### What is required
Copy out the part of the material that opens with the line containing "I'd appreciate your help finding the green" and closes with the line containing "[325,55,387,101]", changing "green foliage" to "leafy branches" and leaving everything else as it is.
start Data listing
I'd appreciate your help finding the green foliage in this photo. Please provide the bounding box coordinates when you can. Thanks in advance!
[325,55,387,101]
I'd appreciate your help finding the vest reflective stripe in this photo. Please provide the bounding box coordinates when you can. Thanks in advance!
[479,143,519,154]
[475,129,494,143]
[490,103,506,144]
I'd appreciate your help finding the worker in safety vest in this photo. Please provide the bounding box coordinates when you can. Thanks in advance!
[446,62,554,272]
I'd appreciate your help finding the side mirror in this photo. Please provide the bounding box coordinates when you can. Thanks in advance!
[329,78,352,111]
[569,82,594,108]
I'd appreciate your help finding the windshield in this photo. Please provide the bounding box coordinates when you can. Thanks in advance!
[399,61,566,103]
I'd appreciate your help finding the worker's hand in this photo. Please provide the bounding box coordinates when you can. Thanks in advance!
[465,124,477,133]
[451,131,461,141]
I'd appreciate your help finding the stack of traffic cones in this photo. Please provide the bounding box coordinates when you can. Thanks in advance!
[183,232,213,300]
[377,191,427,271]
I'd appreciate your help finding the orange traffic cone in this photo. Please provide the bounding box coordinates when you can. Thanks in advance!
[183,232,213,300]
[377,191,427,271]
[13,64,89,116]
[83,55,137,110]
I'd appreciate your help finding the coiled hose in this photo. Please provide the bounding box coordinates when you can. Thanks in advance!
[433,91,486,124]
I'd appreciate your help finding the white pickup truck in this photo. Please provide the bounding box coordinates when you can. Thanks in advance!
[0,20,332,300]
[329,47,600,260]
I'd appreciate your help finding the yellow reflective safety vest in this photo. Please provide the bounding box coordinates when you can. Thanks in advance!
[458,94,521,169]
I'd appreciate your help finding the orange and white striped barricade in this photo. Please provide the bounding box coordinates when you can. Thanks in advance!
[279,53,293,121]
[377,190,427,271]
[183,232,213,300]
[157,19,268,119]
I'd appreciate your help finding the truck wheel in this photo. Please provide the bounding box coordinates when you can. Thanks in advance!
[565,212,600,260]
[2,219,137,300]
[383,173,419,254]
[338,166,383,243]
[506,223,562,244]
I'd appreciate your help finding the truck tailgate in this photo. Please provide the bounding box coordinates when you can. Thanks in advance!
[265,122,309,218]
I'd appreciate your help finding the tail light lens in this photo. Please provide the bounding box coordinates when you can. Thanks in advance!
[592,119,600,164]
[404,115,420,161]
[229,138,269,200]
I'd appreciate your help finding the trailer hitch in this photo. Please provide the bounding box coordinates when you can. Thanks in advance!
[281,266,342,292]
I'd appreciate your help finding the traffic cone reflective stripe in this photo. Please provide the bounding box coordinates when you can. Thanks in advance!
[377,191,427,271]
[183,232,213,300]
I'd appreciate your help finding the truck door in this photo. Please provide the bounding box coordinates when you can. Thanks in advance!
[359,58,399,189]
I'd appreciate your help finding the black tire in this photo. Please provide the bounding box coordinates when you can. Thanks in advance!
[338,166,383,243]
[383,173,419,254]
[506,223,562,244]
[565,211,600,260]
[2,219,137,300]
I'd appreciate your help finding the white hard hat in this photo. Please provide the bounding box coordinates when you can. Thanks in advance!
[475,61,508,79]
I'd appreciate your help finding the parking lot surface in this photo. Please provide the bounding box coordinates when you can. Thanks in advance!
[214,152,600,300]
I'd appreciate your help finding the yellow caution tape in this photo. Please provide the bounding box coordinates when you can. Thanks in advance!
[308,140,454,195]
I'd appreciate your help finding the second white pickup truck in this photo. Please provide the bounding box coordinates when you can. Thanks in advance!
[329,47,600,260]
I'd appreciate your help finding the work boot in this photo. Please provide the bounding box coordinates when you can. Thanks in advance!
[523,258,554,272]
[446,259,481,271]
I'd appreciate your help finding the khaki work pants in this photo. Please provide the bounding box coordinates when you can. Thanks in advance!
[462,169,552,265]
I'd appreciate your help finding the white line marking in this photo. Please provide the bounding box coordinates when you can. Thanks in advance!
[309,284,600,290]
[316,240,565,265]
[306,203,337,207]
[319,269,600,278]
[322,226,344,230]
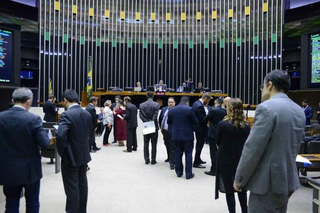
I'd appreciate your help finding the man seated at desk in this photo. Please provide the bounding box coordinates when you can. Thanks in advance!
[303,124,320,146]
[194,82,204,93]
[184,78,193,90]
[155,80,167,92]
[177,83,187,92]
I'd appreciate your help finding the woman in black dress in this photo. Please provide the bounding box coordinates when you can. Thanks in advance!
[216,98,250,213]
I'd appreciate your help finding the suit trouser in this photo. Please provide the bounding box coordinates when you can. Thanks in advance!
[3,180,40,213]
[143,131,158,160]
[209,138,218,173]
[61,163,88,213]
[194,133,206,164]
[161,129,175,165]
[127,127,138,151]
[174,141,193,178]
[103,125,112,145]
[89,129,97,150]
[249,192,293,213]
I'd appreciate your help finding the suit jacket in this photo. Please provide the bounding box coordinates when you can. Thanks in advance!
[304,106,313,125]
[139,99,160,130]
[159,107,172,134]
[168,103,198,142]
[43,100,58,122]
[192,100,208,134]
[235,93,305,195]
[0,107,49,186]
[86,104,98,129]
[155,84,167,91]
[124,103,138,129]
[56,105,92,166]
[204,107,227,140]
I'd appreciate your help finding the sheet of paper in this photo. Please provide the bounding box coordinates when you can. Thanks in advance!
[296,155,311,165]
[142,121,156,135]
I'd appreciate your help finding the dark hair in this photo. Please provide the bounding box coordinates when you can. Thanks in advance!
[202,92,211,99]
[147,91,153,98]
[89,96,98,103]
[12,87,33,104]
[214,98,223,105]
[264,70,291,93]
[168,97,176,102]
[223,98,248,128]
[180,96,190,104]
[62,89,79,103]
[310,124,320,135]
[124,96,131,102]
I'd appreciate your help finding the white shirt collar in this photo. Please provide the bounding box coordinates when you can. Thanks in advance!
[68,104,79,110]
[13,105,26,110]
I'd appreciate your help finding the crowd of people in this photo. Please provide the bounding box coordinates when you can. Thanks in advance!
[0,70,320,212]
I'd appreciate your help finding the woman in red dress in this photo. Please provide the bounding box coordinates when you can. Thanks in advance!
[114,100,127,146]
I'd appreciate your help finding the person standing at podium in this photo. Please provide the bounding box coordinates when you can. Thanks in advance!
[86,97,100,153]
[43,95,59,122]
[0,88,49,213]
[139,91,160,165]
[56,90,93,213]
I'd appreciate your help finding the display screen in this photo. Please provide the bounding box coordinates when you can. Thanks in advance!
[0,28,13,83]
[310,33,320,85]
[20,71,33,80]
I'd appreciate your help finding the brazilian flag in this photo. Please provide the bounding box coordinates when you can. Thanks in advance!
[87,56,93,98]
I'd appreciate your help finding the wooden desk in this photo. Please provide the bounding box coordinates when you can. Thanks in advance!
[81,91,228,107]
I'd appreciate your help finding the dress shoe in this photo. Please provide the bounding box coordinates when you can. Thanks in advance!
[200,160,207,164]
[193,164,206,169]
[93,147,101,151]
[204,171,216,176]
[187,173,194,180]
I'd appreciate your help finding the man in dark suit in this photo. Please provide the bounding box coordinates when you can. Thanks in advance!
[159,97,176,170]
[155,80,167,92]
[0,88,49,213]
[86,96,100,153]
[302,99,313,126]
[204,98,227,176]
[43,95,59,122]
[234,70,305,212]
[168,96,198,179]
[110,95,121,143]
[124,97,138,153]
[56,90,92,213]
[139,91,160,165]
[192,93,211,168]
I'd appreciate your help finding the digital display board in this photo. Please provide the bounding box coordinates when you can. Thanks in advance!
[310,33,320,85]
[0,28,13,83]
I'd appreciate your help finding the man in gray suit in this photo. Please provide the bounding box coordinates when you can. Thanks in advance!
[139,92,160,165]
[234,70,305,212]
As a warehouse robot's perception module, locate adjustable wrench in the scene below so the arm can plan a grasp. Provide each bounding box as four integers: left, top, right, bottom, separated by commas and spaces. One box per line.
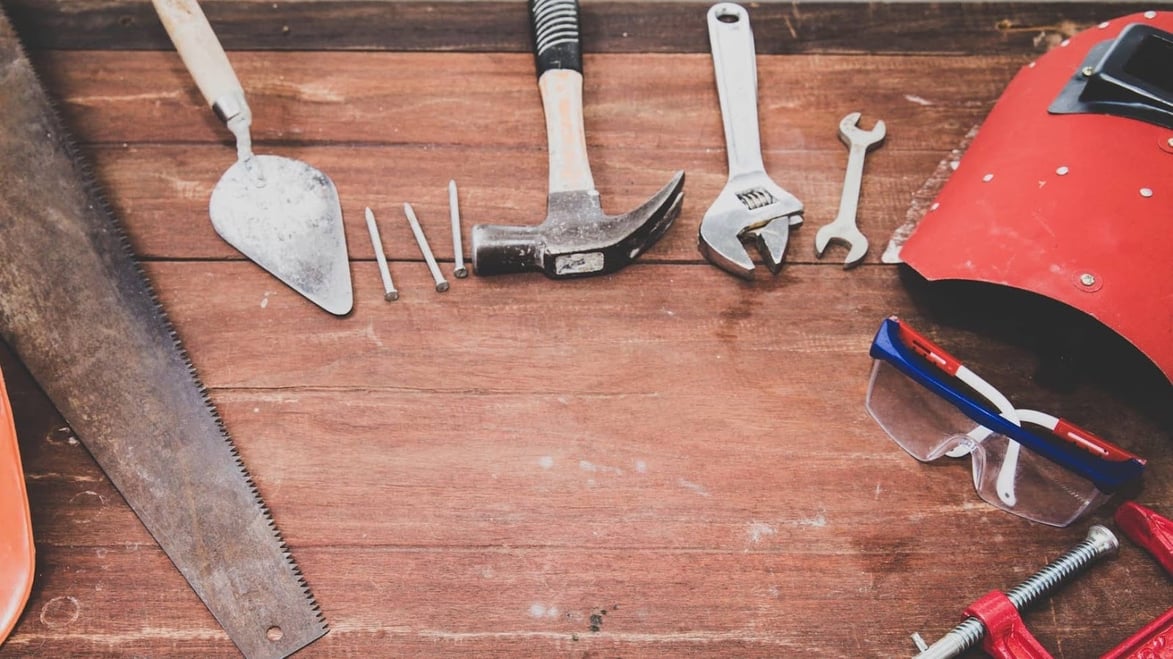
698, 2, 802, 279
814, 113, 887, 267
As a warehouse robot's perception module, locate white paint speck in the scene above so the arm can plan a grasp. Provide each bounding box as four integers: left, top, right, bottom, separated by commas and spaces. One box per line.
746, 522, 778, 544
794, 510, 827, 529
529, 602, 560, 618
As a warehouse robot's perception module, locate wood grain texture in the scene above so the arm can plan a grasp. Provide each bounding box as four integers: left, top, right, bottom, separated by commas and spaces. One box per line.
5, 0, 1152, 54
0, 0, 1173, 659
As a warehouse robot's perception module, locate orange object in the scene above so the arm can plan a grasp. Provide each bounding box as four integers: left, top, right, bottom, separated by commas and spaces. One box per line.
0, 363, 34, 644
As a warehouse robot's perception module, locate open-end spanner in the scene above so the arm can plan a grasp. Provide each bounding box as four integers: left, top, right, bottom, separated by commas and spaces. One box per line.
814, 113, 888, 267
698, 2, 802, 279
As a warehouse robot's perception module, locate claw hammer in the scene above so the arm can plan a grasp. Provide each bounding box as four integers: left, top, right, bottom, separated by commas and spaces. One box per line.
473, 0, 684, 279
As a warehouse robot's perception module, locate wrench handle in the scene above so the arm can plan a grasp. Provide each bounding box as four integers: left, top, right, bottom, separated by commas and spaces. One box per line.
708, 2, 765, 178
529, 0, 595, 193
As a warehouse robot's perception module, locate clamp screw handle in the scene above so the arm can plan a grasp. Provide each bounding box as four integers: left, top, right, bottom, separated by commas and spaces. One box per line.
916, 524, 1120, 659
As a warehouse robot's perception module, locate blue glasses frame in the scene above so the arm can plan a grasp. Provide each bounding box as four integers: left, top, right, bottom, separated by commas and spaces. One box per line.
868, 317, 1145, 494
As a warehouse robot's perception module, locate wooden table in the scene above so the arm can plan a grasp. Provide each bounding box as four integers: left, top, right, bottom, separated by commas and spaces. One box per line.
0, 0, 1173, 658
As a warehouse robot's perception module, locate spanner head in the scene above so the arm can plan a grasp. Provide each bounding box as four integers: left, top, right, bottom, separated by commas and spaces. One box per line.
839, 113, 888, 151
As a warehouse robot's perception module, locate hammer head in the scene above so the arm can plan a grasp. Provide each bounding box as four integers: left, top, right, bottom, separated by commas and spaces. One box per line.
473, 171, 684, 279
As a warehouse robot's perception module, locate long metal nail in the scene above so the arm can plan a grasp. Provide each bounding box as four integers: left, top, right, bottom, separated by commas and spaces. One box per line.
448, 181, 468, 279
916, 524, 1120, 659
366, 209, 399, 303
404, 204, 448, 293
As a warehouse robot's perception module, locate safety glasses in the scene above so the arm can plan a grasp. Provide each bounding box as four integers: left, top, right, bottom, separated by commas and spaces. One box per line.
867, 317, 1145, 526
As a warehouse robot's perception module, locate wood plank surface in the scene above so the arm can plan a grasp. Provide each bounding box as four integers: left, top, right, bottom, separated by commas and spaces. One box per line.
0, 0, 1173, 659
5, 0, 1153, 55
end Data listing
start Data listing
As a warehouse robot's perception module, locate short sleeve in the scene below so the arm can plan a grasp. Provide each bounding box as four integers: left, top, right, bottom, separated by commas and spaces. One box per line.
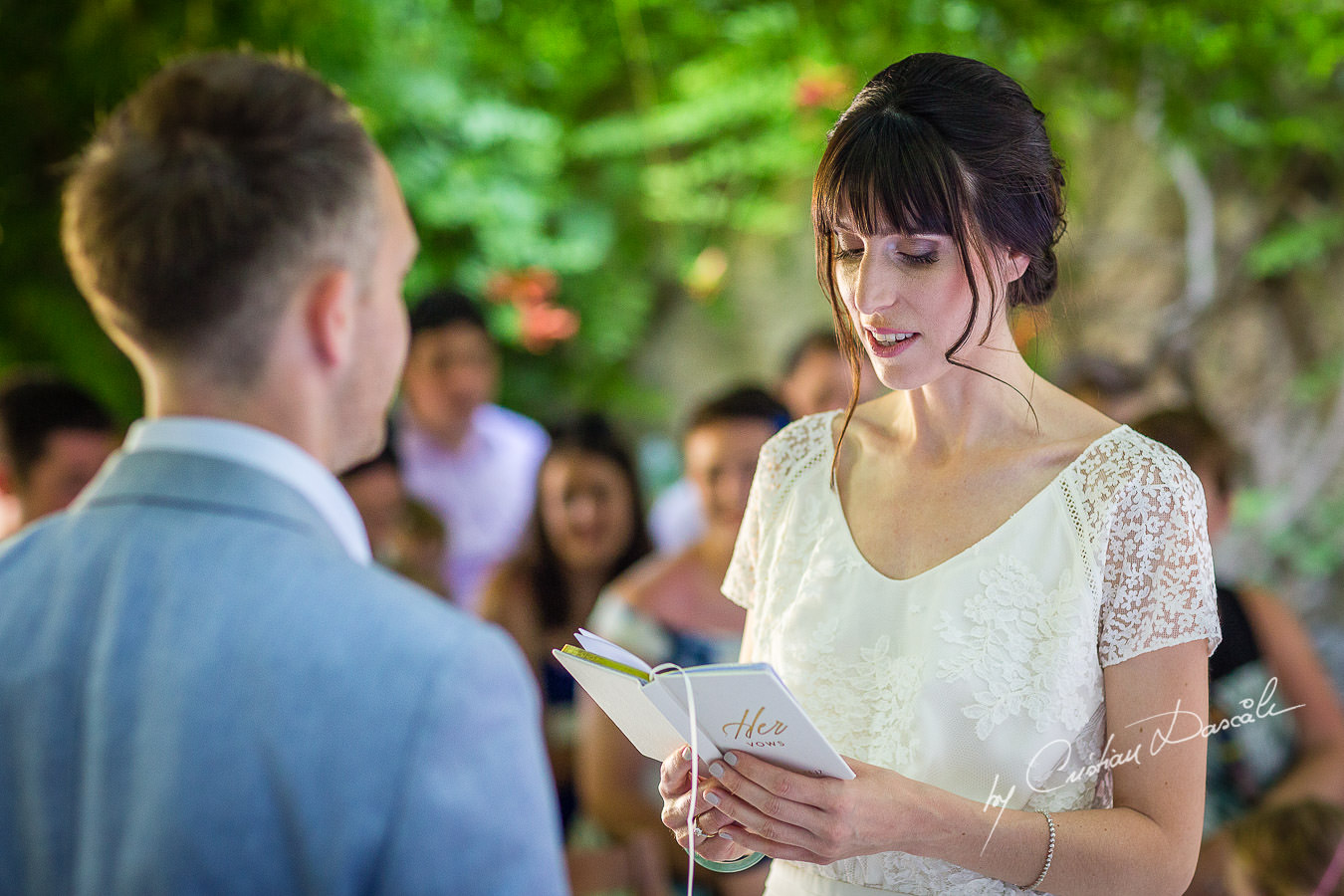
end Data listing
### Answer to this exercise
I'd appreciate your help finding the leafy branches in this photo. Please provide the bounding box coordinates when you can. Thanks in advance!
[325,55,387,101]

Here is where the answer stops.